— START OF Material shown —
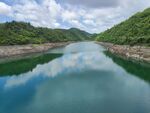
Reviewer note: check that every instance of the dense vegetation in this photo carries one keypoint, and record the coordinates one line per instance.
(134, 31)
(12, 33)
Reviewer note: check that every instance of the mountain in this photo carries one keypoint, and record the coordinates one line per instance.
(12, 33)
(134, 31)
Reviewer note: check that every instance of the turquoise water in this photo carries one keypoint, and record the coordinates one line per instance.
(79, 78)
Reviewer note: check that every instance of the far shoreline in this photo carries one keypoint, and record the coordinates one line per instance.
(137, 53)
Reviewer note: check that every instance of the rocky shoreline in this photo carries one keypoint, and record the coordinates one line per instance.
(140, 53)
(9, 51)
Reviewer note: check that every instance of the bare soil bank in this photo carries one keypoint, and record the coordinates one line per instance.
(140, 53)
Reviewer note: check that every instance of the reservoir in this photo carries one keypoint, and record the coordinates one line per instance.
(79, 78)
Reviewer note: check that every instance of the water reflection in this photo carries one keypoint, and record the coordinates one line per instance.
(77, 82)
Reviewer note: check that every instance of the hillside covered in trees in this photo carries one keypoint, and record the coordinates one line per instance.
(12, 33)
(134, 31)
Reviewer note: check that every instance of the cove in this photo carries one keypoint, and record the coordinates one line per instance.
(79, 78)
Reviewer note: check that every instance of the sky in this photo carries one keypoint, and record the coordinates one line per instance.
(93, 16)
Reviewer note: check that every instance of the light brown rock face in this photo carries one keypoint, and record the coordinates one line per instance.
(8, 51)
(140, 53)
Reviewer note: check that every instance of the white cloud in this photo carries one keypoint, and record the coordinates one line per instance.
(4, 9)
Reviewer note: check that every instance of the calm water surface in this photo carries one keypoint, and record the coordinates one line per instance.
(79, 78)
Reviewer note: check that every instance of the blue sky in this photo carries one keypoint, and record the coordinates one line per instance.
(91, 15)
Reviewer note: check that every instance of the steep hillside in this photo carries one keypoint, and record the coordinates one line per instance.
(12, 33)
(134, 31)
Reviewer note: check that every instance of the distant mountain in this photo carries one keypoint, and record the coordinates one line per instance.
(12, 33)
(134, 31)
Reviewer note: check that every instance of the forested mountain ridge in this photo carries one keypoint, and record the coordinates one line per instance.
(134, 31)
(12, 33)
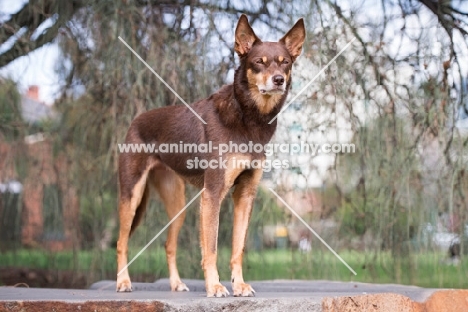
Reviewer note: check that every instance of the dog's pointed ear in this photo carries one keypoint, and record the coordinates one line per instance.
(245, 36)
(294, 39)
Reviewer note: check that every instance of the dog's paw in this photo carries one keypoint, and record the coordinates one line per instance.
(217, 290)
(242, 290)
(124, 286)
(179, 286)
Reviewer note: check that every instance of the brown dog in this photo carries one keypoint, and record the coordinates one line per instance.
(237, 114)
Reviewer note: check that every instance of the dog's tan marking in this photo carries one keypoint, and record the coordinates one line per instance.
(127, 210)
(235, 165)
(171, 189)
(265, 102)
(243, 196)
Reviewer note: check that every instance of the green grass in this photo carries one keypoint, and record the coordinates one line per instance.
(421, 269)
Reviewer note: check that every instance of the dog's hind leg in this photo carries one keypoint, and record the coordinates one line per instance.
(171, 189)
(243, 196)
(133, 196)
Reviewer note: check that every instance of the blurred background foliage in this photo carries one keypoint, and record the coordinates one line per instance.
(396, 205)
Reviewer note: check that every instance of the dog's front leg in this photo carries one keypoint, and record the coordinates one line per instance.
(243, 196)
(209, 224)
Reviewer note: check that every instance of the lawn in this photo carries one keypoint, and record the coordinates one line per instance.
(427, 269)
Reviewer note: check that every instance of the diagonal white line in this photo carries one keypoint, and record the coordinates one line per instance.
(313, 232)
(160, 232)
(313, 79)
(162, 80)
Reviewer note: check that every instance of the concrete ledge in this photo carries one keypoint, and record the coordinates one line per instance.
(294, 296)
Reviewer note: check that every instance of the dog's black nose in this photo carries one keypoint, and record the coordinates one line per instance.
(278, 80)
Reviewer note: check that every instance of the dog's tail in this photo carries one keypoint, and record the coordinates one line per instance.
(140, 211)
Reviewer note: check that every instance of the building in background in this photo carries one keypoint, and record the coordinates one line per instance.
(38, 204)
— END OF Material shown —
→ Problem description:
Take every line from the one containing "Reviewer note: check that every instance of the concrete" to the end of the listing and output it exactly, with nothing else.

→ Reply to the exercise:
Reviewer note: check that every instance of the concrete ledge in this photo carries one keypoint, and record the coordinates one line per instance.
(294, 296)
Reviewer note: check that every instance of the dog's black nose in this photo carries one keypoint, and record the coordinates one line per instance.
(278, 80)
Reviewer note: check that every instance of the dog's tail in this photo carries one keypoint, and record the coordinates one line per instance.
(140, 211)
Reviewer note: check that every instance of the building in background in this photo carries one keypoint, and record the coordinates one line per instance.
(38, 204)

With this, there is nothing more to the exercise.